■ **To do**
The full set of entries should be repeated without a single change.

Dataset: Begin

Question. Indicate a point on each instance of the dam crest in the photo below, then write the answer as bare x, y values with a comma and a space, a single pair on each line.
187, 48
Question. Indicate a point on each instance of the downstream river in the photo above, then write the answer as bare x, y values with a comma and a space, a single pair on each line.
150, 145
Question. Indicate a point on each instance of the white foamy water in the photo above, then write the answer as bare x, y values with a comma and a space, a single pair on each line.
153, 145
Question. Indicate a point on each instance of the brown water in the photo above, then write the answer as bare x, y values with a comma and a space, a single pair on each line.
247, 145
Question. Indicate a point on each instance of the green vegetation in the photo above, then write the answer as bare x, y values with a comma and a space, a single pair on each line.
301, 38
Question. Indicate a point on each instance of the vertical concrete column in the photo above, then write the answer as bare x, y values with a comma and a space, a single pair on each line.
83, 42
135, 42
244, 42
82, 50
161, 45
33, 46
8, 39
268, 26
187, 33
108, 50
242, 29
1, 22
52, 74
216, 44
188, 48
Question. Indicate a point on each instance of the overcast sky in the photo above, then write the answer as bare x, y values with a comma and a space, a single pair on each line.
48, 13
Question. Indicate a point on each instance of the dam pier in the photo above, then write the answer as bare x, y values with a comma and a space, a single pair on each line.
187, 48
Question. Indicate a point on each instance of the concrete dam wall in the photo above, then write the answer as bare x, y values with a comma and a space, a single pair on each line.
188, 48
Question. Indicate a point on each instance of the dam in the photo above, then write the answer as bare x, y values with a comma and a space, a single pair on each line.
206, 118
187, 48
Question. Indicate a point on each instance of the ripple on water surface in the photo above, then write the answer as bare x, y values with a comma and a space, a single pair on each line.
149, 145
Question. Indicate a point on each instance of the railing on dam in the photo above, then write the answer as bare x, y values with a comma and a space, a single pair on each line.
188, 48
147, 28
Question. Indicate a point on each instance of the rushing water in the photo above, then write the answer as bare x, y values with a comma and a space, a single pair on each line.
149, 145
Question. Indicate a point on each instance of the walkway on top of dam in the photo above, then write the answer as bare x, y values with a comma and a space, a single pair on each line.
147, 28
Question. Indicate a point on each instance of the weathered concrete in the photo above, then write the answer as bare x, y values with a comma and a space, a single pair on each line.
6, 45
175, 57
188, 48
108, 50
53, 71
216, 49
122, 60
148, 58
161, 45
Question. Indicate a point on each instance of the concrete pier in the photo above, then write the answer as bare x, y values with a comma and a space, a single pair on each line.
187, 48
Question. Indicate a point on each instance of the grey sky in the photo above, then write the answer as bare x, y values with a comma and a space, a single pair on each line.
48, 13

Dataset: End

■ **Result of the exercise**
Question. Indicate a point on each instance of the dam crest in the photo below, then write the answer as bare x, y values with a comma and a space, a single pair on each line.
187, 48
Question. Indicate a point on each instance of the downstream river in the photo above, then write the answer as bare x, y values with a comma and a space, a single pair on each line.
150, 145
Question. Indicate a point on each instance of the white foamy water in the photo above, then write the answer as bare x, y values with a comma and a space, a single pair on each line.
153, 145
Question. Indicate a point on each instance of the brown water in the photo above, then write the answer as bare x, y values with a comma and a space, a single pair on each line.
247, 145
Question. Indicate a point on each instance of the green vegetation in the photo above, then write the answer as bare x, y values with a comma and a space, a single pair on each line.
301, 38
Question. Indicate a point on each instance of the vertical concrete column in the photo above, then write the answer as bare x, y values with a comma and a space, a single pair on each line.
83, 42
135, 42
244, 42
82, 50
161, 45
33, 46
8, 39
268, 26
187, 33
108, 50
242, 29
1, 22
52, 74
216, 44
188, 48
Question. Indicate a point on each instance of the overcast sky in the photo above, then write the answer as bare x, y values with a comma and a space, a single pair on each line.
48, 13
Question. Indicate a point on each instance of the dam pier in the photo above, then write the answer as bare x, y values with a comma and a space, a single pair on each line.
187, 48
Question. Indicate a point on each instance of the concrete dam wall in the photo above, then write the answer as bare x, y values with a comma and a space, a single pair on each line.
188, 48
Question. Indicate a point on each instance of the dam in the photo above, then write the answer as bare x, y values with a comma and a space, a single pair on each line.
206, 118
187, 48
Question. Indicate a point on each instance of the ripple on water surface in the photo above, then write the answer as bare x, y values with a comma and a space, a single pair on each line.
149, 145
Question. Indicate a point on each instance of the railing on dam in the photo above, then write the answer as bare x, y values with a comma and a space, a single pair on each line.
188, 48
147, 28
Question. Indicate a point on each instance of the rushing water in the photo above, then write the answer as bare x, y values with a comma and a space, a single pair on each line.
149, 145
Question. Indicate a point on each instance of the walkway on top of dam in the photo above, then write the answer as bare x, y values with a comma and a space, a single pair on each line.
147, 28
Question. Indicate a point on each instance of the weathered concrete in the photo above, then write the answer as bare x, y values with a comma and a space, a single pair on each line.
6, 45
175, 57
188, 48
108, 50
53, 71
216, 49
122, 60
148, 58
161, 45
Question. Indicate a point on each instance of the concrete pier in the photo above, then write the answer as bare x, y values with a comma and a space, a single pair on each line.
187, 48
Question. Indicate a point on each instance of the grey sky in the photo above, then write the answer as bare x, y values with a comma and a space, a single pair on each line.
48, 13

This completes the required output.